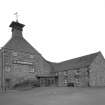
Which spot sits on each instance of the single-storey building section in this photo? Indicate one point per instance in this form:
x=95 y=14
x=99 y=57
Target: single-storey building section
x=83 y=71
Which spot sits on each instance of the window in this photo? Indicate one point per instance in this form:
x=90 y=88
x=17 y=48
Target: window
x=65 y=81
x=14 y=53
x=31 y=69
x=65 y=73
x=7 y=68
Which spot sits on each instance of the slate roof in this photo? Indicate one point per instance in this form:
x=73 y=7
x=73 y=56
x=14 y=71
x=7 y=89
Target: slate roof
x=75 y=63
x=20 y=44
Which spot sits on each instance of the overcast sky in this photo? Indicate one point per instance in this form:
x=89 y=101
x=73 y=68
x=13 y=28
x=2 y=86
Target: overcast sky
x=58 y=29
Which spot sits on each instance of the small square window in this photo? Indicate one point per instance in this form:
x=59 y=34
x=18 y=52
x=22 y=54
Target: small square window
x=14 y=53
x=65 y=73
x=7 y=69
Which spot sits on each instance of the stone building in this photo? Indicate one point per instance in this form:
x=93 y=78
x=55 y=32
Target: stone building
x=19 y=61
x=86 y=71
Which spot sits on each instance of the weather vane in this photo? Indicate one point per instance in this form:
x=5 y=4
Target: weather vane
x=16 y=14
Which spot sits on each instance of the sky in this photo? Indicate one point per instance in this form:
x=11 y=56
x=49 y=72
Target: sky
x=59 y=29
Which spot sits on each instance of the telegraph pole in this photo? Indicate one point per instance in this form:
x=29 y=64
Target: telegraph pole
x=3 y=72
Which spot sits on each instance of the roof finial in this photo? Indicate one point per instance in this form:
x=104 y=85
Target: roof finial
x=16 y=14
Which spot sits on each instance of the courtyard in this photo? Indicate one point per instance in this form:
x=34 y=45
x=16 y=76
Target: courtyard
x=54 y=96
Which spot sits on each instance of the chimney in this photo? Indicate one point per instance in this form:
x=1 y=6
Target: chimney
x=17 y=29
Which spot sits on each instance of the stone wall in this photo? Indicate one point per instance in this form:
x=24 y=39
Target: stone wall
x=97 y=72
x=79 y=77
x=20 y=66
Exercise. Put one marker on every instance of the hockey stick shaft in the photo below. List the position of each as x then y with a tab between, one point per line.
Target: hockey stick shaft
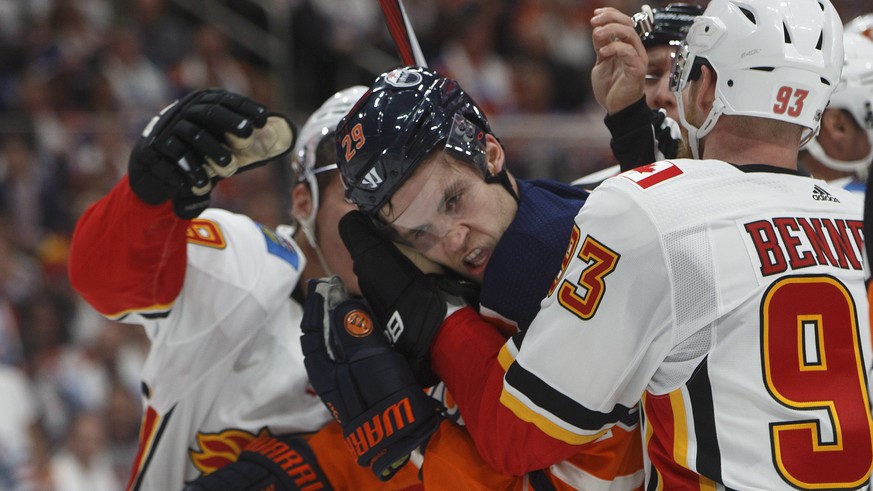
402	33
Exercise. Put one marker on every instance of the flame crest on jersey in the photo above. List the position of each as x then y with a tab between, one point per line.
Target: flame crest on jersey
205	233
216	450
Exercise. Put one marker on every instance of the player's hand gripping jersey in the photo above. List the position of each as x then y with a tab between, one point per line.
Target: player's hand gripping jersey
743	328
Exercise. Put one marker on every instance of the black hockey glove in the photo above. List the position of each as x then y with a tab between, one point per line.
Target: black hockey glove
412	305
367	386
196	141
282	463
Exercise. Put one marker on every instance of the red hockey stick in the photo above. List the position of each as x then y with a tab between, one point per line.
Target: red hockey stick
402	33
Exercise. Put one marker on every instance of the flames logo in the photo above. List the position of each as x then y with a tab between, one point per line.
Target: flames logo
216	450
358	323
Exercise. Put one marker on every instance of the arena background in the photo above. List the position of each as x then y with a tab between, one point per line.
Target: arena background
78	81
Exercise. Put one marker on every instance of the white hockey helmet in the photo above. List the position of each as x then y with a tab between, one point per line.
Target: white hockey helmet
320	123
863	24
775	60
854	94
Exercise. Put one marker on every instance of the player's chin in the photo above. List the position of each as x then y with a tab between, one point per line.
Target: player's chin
475	271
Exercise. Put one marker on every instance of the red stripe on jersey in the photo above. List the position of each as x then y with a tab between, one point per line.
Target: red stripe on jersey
128	255
667	443
147	431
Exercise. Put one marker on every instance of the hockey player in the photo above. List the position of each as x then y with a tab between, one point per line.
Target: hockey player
723	296
220	297
842	150
533	217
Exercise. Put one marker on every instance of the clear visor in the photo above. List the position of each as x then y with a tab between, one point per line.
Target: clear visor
442	193
681	68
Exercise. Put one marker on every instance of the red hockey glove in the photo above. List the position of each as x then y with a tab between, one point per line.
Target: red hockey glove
366	385
196	141
282	463
412	305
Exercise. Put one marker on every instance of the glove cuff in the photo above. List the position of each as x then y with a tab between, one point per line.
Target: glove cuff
405	415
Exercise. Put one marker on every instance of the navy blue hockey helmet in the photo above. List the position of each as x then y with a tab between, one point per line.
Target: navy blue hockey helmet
670	24
408	113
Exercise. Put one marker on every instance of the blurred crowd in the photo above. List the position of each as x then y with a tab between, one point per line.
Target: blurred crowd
78	81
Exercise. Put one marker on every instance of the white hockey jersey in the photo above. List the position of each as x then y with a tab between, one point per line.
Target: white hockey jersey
225	360
732	304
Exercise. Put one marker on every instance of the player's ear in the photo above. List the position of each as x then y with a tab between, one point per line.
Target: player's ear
494	154
705	95
301	201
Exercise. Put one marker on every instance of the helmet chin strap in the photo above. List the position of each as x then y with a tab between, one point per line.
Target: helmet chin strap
502	178
858	167
696	134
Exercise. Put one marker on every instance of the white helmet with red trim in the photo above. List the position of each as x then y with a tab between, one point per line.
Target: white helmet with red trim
854	94
775	60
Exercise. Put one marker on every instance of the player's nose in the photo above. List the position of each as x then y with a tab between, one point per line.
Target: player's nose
454	240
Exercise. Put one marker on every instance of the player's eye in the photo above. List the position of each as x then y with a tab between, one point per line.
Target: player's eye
454	202
653	78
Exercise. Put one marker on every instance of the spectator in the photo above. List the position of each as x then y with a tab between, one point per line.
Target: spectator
84	463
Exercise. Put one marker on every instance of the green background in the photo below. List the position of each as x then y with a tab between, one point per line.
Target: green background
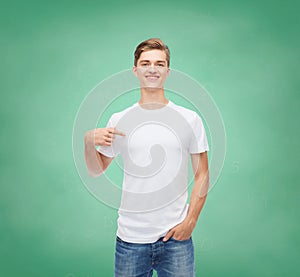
245	53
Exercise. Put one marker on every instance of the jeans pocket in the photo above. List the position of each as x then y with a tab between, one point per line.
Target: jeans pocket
177	240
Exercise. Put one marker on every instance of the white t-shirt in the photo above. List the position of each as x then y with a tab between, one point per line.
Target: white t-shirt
155	154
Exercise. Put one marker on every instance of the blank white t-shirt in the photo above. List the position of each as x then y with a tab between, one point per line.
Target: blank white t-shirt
155	154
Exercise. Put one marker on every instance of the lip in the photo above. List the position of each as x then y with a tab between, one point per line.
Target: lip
152	77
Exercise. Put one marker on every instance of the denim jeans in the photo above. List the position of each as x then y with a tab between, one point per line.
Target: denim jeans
172	258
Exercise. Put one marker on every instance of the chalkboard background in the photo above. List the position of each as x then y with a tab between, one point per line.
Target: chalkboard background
245	53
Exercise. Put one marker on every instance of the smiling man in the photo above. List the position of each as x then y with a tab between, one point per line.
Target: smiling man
155	137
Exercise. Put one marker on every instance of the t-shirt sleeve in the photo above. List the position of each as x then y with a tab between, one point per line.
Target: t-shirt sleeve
198	143
108	151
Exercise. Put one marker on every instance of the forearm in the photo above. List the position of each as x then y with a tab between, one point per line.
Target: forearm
198	198
93	159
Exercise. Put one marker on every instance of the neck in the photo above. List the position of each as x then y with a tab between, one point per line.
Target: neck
153	97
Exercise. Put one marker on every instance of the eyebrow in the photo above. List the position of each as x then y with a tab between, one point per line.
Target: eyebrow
155	61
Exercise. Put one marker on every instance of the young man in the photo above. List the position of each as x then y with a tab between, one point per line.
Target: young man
155	222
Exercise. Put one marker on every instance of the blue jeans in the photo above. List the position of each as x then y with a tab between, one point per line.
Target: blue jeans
172	258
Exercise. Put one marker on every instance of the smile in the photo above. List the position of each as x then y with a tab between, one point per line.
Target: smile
152	77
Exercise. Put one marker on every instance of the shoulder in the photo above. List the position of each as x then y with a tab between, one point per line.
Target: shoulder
189	115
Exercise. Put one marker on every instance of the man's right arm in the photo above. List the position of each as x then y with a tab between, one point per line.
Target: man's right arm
96	162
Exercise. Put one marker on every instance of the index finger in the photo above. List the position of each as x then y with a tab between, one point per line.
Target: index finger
117	132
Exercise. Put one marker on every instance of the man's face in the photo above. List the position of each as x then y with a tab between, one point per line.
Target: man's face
152	69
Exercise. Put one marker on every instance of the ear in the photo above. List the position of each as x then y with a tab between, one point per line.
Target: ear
168	71
134	70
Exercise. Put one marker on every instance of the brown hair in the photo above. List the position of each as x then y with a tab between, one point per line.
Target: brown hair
151	44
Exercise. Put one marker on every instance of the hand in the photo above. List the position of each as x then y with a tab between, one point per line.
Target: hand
102	136
182	231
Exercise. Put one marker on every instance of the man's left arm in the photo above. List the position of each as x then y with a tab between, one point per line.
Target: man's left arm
184	230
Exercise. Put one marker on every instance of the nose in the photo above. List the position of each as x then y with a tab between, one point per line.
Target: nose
152	68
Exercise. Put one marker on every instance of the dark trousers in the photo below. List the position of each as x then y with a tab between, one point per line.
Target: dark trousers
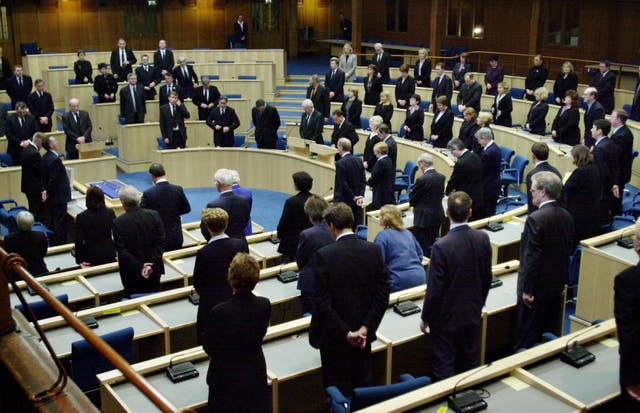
345	366
545	316
454	351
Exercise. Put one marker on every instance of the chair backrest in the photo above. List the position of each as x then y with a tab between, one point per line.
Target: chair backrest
368	396
87	362
42	309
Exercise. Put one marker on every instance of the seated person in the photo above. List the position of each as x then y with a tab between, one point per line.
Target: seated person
401	251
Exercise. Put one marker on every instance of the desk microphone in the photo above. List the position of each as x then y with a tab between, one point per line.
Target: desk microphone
467	401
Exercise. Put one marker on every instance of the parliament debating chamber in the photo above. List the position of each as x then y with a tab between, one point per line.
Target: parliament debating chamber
95	347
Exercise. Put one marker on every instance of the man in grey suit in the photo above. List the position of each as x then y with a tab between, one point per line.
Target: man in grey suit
426	199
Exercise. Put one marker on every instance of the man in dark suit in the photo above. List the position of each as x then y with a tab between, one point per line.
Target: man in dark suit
122	61
605	83
170	202
350	300
593	112
237	206
205	98
467	173
19	86
172	127
148	77
138	236
539	156
31	180
40	104
56	190
459	280
163	58
133	105
606	158
470	94
105	85
382	60
426	199
627	312
442	86
334	81
77	127
623	138
19	128
545	248
311	123
350	181
319	95
223	120
267	122
185	76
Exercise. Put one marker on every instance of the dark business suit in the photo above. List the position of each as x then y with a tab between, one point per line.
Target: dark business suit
17	131
206	96
320	99
267	124
31	179
591	114
627	313
459	279
537	118
426	199
227	118
239	210
56	183
19	91
171	119
93	243
442	86
545	248
350	182
542	166
237	375
210	276
352	294
186	82
334	82
170	202
467	177
30	245
74	129
382	179
292	222
105	85
133	105
606	87
443	127
566	124
138	235
311	127
505	106
41	105
117	68
382	62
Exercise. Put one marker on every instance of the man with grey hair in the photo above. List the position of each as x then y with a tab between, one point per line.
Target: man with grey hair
237	206
139	239
426	199
545	248
311	123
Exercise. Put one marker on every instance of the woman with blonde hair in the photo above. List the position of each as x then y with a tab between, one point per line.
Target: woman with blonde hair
400	249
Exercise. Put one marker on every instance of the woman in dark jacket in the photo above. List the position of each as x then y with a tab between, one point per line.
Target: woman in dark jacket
94	244
566	127
234	332
536	119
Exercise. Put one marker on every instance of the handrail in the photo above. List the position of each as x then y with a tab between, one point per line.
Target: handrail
12	267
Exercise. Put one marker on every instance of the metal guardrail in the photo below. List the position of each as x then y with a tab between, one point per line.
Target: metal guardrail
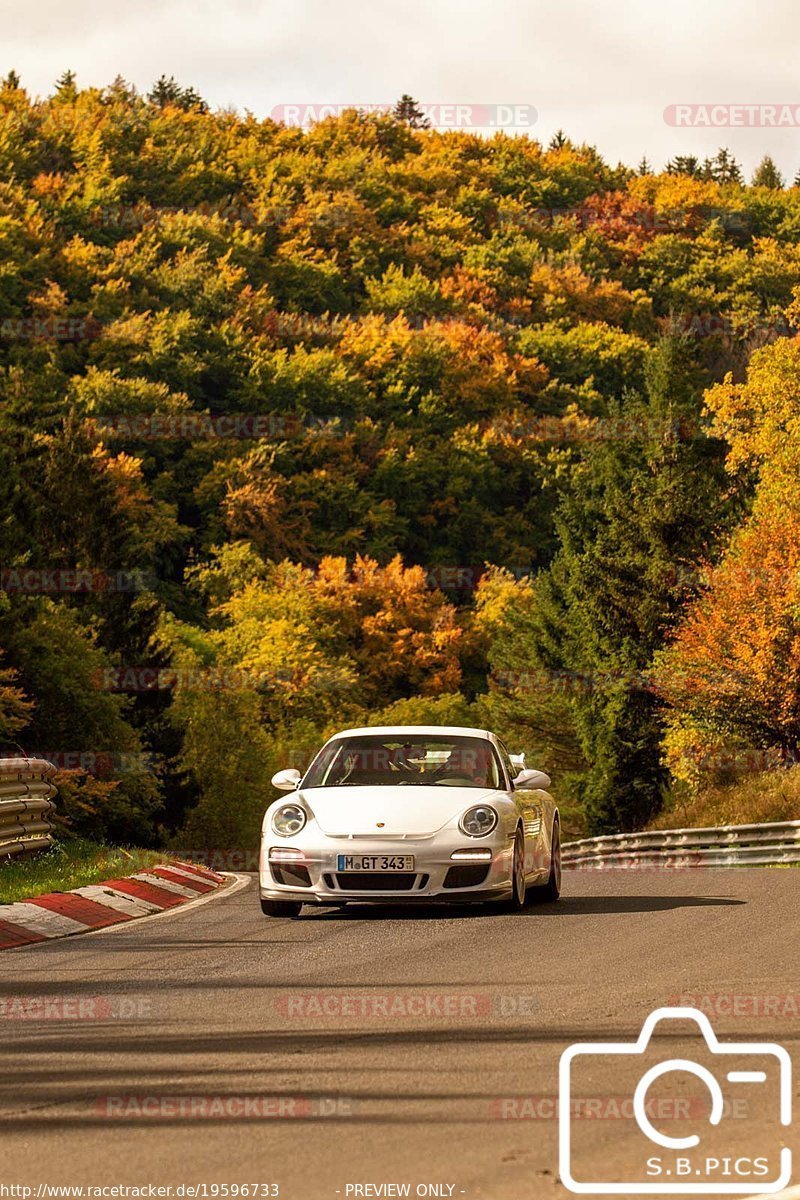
25	805
757	845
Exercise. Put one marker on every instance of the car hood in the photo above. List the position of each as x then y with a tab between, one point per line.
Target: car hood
411	809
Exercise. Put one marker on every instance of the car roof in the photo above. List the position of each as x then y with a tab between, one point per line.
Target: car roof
414	731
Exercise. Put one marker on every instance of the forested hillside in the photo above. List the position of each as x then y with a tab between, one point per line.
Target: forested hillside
374	423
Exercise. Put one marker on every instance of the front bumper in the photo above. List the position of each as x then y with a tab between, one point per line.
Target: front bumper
437	876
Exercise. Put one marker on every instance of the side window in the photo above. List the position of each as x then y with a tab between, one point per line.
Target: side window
506	762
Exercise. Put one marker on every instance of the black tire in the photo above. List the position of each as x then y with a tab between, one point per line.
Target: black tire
281	907
516	901
552	889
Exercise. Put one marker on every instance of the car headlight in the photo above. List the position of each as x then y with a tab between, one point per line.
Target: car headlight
289	820
479	821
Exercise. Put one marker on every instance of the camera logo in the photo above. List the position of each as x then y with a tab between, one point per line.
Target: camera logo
727	1104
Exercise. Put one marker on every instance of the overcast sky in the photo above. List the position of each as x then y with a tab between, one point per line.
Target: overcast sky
603	72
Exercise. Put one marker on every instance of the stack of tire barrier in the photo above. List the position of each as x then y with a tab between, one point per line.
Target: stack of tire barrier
25	805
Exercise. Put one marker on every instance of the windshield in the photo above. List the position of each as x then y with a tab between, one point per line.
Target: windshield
371	761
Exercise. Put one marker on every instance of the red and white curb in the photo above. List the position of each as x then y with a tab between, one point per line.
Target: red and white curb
100	905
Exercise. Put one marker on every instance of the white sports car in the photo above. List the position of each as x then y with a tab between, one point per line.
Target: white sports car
410	814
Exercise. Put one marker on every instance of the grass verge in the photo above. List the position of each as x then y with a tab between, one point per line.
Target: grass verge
769	796
70	864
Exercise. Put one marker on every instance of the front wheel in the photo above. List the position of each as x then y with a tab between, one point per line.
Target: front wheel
552	889
516	901
281	907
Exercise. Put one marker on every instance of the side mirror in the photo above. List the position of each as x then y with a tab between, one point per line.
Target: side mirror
287	780
529	780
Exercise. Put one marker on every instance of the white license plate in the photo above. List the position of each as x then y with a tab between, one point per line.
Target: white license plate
376	863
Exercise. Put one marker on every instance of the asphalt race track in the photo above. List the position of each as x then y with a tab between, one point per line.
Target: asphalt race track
374	1045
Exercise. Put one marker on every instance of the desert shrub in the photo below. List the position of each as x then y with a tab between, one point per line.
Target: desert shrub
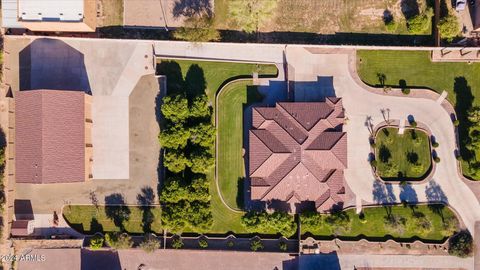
150	243
203	243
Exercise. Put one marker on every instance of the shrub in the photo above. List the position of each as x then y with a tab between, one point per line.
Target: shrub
202	243
461	244
420	23
449	27
96	242
256	244
150	243
177	242
118	240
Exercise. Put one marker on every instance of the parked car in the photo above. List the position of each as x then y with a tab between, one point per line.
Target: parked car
460	5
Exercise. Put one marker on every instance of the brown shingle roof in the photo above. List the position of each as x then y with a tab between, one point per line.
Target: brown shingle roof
313	153
49	136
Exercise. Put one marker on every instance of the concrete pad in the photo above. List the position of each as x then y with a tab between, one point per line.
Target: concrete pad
110	137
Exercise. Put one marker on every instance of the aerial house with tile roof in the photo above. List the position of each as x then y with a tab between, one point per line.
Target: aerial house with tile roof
53	141
297	155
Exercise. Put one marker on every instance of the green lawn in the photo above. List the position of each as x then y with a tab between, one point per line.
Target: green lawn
460	80
373	226
402	156
89	219
231	170
210	77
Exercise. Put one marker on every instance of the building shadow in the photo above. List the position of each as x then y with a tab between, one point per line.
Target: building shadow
52	64
327	261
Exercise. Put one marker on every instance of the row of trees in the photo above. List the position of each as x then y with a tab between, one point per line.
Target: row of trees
188	138
276	222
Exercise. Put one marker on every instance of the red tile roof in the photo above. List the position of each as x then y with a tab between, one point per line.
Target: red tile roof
49	136
298	153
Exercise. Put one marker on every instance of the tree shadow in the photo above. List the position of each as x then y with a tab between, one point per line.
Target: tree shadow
145	199
195	82
189	8
387	16
173	72
436	198
464	102
384	154
409	8
116	209
95	226
240	191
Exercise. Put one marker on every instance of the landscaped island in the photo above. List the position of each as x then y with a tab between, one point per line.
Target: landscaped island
402	156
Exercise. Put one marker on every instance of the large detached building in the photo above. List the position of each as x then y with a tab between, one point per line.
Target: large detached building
52	136
50	15
298	153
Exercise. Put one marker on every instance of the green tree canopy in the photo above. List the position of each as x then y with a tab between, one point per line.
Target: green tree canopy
449	27
251	14
175	109
176	161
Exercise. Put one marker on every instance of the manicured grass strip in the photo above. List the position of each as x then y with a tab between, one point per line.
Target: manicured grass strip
460	80
88	219
231	170
217	73
373	226
402	156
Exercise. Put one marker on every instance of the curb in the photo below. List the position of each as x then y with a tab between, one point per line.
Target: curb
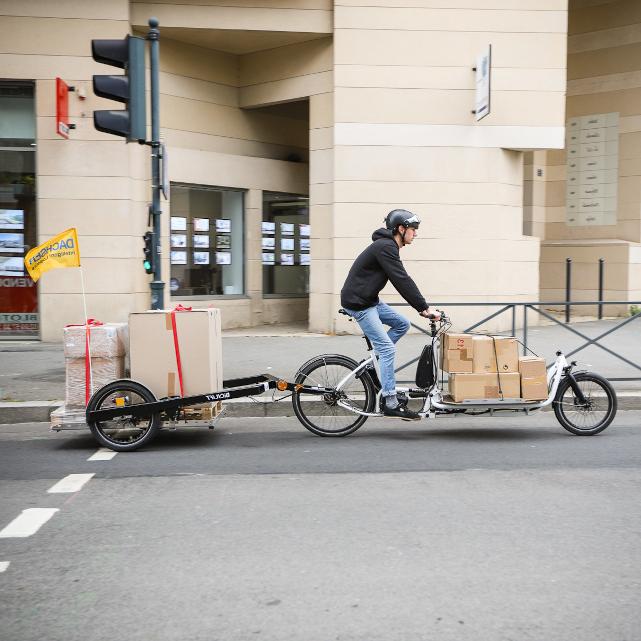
40	411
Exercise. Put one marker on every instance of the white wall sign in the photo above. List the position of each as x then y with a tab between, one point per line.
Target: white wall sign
483	67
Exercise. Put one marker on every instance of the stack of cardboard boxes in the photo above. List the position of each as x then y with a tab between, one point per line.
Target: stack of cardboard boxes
486	367
105	359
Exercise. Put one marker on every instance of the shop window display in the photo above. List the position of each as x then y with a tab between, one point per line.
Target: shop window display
206	238
18	293
285	245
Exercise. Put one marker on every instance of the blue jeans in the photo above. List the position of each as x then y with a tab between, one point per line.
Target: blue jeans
371	321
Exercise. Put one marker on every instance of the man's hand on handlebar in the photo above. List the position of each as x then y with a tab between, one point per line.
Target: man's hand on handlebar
436	315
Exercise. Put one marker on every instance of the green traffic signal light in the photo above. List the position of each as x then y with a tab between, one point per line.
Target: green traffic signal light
148	250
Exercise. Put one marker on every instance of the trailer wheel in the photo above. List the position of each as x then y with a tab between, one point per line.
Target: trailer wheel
596	414
127	432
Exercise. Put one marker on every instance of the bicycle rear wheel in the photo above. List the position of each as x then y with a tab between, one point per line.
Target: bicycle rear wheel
321	414
127	432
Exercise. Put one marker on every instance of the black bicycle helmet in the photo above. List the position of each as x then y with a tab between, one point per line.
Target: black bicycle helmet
398	217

========

→ **WHAT IS NEEDED**:
Nothing but the lines above from the one containing "Exercise. Put one marker on every instance of the navy" through the one containing "hockey jersey in" should appear in the answer, each repeated exactly.

→ **ANSWER SECTION**:
Exercise. Put one marker on every instance of the navy blue hockey helmet in the photo above. List the position of each as x then y with a tab between, one point per line.
Target: navy blue hockey helmet
670	24
408	113
Exercise. Put one marker on every instance of the blurred crowd in the photo above. List the position of each as x then y with a tab between, one point per line.
Target: blurred crowd
78	81
Exercise. Put one marker on every instance of the white hockey jersey in the photo above. List the position of each as x then y with a tab between, one point per line.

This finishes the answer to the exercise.